Altro dato: l’attenzione si concentra generalmente sull’immigrazione dall’Africana e, in minor misura, dall’Asia ma, ad avere determinato un deciso mutamento della composizione etnico culturale dei Paesi sopra citati, è stata soprattutto l’immigrazione proveniente dai Paesi dell’Est Europa dopo il crollo del blocco sovietico (forse meno “visibile”, ma anche quella che, essendo dotata di livelli di educazione e preparazione professionale superiori agli altri immigrati, ha avuto più impatto sul mercato del lavoro).

Passiamo ora a una serie di miti (costruiti dai media e dagli economisti neoliberisti, ma sposati entusiasticamente dalle sinistre) che Barba e Pivetti smontano sistematicamente: l’immigrazione serve a mitigare gli effetti dell’invecchiamento demografico della nostra popolazione; gli immigrati sono indispensabili perché fanno lavori che gli autoctoni non sono più disposti a fare (e per lo stesso motivo non possono essere incolpati di contribuire all’abbassamento dei salari in questi settori); gli immigrati sono quelli che pagheranno le nostre pensioni (corollario del primo mito); la presenza di milioni di persone che appartengono a culture diverse è una forma di arricchimento.
----
Ritrascrivi per intero il brano sull'immigrazione, parola per parola e senza alcuna modifica. I record non hanno alcun ruolo in questo lavoro.
----
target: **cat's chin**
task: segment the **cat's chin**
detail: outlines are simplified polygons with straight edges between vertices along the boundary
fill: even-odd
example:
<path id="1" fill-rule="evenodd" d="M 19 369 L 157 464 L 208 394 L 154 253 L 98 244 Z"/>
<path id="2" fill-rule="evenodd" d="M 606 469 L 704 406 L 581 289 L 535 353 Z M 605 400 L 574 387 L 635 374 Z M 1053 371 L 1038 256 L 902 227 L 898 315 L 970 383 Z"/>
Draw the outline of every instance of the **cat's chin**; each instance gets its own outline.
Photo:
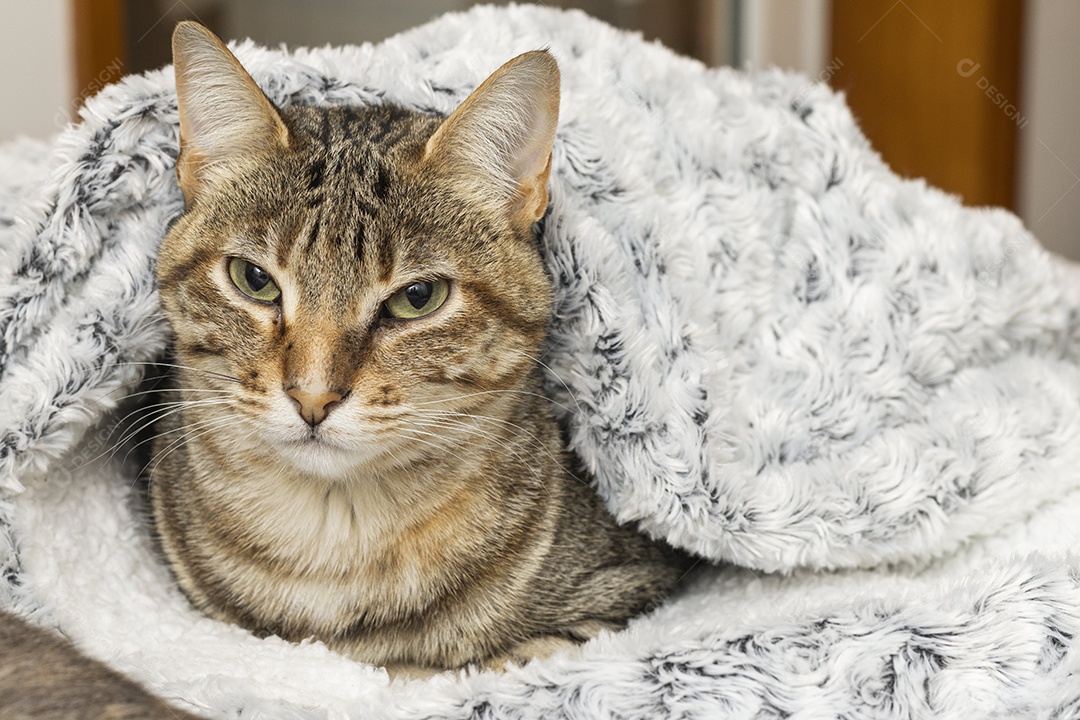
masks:
<path id="1" fill-rule="evenodd" d="M 374 460 L 369 451 L 320 437 L 276 443 L 274 450 L 296 471 L 327 480 L 350 478 Z"/>

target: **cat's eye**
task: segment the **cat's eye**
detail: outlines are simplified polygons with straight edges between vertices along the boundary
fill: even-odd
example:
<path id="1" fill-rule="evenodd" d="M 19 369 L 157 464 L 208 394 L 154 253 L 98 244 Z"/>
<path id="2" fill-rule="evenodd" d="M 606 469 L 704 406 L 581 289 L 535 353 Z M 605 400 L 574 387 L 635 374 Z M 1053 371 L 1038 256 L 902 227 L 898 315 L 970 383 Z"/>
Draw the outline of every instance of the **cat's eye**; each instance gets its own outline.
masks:
<path id="1" fill-rule="evenodd" d="M 445 280 L 417 281 L 391 295 L 383 311 L 399 320 L 423 317 L 438 310 L 449 294 L 450 284 Z"/>
<path id="2" fill-rule="evenodd" d="M 232 258 L 229 260 L 229 277 L 241 293 L 260 302 L 276 302 L 281 290 L 262 268 L 254 262 Z"/>

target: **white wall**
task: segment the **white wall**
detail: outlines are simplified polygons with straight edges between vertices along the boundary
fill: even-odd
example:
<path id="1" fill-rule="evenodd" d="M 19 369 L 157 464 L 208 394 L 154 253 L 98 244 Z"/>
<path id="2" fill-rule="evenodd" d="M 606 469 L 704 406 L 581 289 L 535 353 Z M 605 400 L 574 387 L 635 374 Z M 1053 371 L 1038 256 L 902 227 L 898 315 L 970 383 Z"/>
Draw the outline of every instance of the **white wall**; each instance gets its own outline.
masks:
<path id="1" fill-rule="evenodd" d="M 1080 2 L 1027 0 L 1017 207 L 1043 245 L 1080 259 Z"/>
<path id="2" fill-rule="evenodd" d="M 49 137 L 73 114 L 68 0 L 0 0 L 0 142 Z"/>
<path id="3" fill-rule="evenodd" d="M 740 64 L 816 78 L 828 64 L 829 0 L 744 0 L 739 10 Z"/>

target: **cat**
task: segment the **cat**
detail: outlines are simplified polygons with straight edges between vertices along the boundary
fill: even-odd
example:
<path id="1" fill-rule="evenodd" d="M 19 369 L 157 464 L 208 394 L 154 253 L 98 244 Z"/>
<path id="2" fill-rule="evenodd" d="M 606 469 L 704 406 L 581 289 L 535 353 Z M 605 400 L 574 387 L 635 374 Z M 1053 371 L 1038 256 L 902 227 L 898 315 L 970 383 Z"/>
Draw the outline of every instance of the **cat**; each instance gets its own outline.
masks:
<path id="1" fill-rule="evenodd" d="M 0 720 L 195 720 L 4 611 L 0 649 Z"/>
<path id="2" fill-rule="evenodd" d="M 660 602 L 690 560 L 616 522 L 542 394 L 552 55 L 445 119 L 279 109 L 191 22 L 173 56 L 185 212 L 157 277 L 184 405 L 150 498 L 190 601 L 434 670 L 545 655 Z"/>

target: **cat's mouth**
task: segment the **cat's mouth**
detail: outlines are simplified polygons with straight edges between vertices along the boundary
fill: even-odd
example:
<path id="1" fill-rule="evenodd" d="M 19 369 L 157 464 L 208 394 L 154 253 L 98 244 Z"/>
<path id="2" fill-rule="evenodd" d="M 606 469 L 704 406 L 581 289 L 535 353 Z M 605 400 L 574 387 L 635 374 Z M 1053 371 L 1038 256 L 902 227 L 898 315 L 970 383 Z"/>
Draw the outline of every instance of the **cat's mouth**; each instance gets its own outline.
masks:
----
» SOLUZIONE PROPOSTA
Altro dato: l’attenzione si concentra generalmente sull’immigrazione dall’Africana e, in minor misura, dall’Asia ma, ad avere determinato un deciso mutamento della composizione etnico culturale dei Paesi sopra citati, è stata soprattutto l’immigrazione proveniente dai Paesi dell’Est Europa dopo il crollo del blocco sovietico (forse meno “visibile”, ma anche quella che, essendo dotata di livelli di educazione e preparazione professionale superiori agli altri immigrati, ha avuto più impatto sul mercato del lavoro).

Passiamo ora a una serie di miti (costruiti dai media e dagli economisti neoliberisti, ma sposati entusiasticamente dalle sinistre) che Barba e Pivetti smontano sistematicamente: l’immigrazione serve a mitigare gli effetti dell’invecchiamento demografico della nostra popolazione; gli immigrati sono indispensabili perché fanno lavori che gli autoctoni non sono più disposti a fare (e per lo stesso motivo non possono essere incolpati di contribuire all’abbassamento dei salari in questi settori); gli immigrati sono quelli che pagheranno le nostre pensioni (corollario del primo mito); la presenza di milioni di persone che appartengono a culture diverse è una forma di arricchimento.